First the COVID-19 pandemic, now winter….is seasonal depression coming my way?

Mental Health

A: Not necessarily! There are things you can do to ward off the blues.

TL; DR: Focus on variables you can change: sleeping, scheduling, using a bright light, planning activities, and allowing yourself breaks.

The Long Version: We know that the pandemic has worsened mental health symptoms (primarily anxiety and depressive symptoms), especially for young people, people of color, people from low income backgrounds, people who know someone who has had or succumbed to COVID-19, and people with pre-existing mental health issues (https://bit.ly/3oE8T1Q ). And it is also known that some people experience worsening mood in the fall to winter months. For those with functionally impairing symptoms that limit daily activities, this is referred to as seasonal affective disorder (SAD), a type of depression that reoccurs every year during the fall/winter months for at least two consecutive years.

And while less than 5% of individuals typically experience severe symptoms, up to 15% can experience more mild symptoms in a given year (https://bit.ly/2W0FjYm). This is especially concerning in the context of the current pandemic and restriction of normal coping mechanisms such as getting outside, gathering with friends, seeing family, and exercising. While people with SAD usually experience some symptom relief in the summer, this past summer may not have offered that reprieve due to pandemic related stressors. For these reasons, there is concern that this fall may be a difficult one for both people with new mental health symptoms related to pandemic stressors as well as people with previous experiences of SAD.

But, there ARE things we can all do to help protect ourselves from the blues, whether pandemic blues or SAD itself.

*Focus on what you can change: A nerdy girl favorite. We can’t change what others do, but as we have talked about before, we can focus on what we can do to reduce our own anxiety).

*Get enough sleep and create a routine: Be consistent with wake up time and bedtime (Target 7-8 hours per night), avoid screens an hour before bedtime, and create a wind down routine in the evening.

*Stay on a schedule: Stick to a schedule, even if you aren’t leaving the house. Shower and get dressed every day, follow regular meal patterns, and create separation between working and resting time.

*Use a bright light: Use a commercial light box, happy light, or SAD light. Boxes with at least 10,000 lux of light can improve seasonal changes in mood. Sit to the side of it for 20-30 minutes in the morning. Some also offer alarm clock options to simulate dawn in the morning. The important thing is to be consistent. And you can still get out for a walk for at least 30 minutes a day. Experts suggest that the morning is best, either for a walk or when using a box light.

*Fight the wish to do nothing: Many experts recommend this technique called behavioral activation. Essentially, doing comes before feeling. In a very basic sense, an individual does more positive things and mood improves.

*Give yourself a good break: Take a break as you need it and accept that it is OK to need a break. We are in this for a long period of time and we all (including us Nerdy Girls) need a break sometimes to watch TV, clean out a closet, or simply “be” sometimes!

These represent just a few strategies that are evidence based. However, if these strategies don’t seem to work, please do follow up for additional help through your primary care clinician. If you need additional resources, Mental Health America (MHA) offers a great way to search for resources. And if you are in need of immediate assistance, please call the National Suicide Prevention Hotline at 1-800-273-8255 or text the Crisis Text Line (HELLO to 741741).

Stay Safe. Stay Sane. And Stay Hopeful!
* * * * * * *
→ **PROMPT 1**: Repeat the passage on seasonal depression word for word, starting with "And while less" and going on through "experiences of SAD.".
→ **PROMPT 2**: In the passage on seasonal depression, how long should a person sit to the side of a light box in the morning?

→ **RECORDED INFORMATION**:
* * * * * * *
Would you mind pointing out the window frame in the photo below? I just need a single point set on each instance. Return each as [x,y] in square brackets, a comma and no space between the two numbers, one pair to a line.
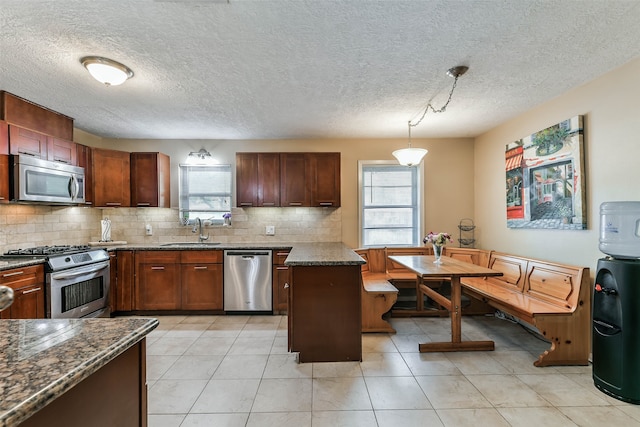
* * * * * * *
→ **TASK ANSWER 1**:
And while less than 5% of individuals typically experience severe symptoms, up to 15% can experience more mild symptoms in a given year (https://bit.ly/2W0FjYm). This is especially concerning in the context of the current pandemic and restriction of normal coping mechanisms such as getting outside, gathering with friends, seeing family, and exercising. While people with SAD usually experience some symptom relief in the summer, this past summer may not have offered that reprieve due to pandemic related stressors. For these reasons, there is concern that this fall may be a difficult one for both people with new mental health symptoms related to pandemic stressors as well as people with previous experiences of SAD.

→ **TASK ANSWER 2**: 20-30 minutes.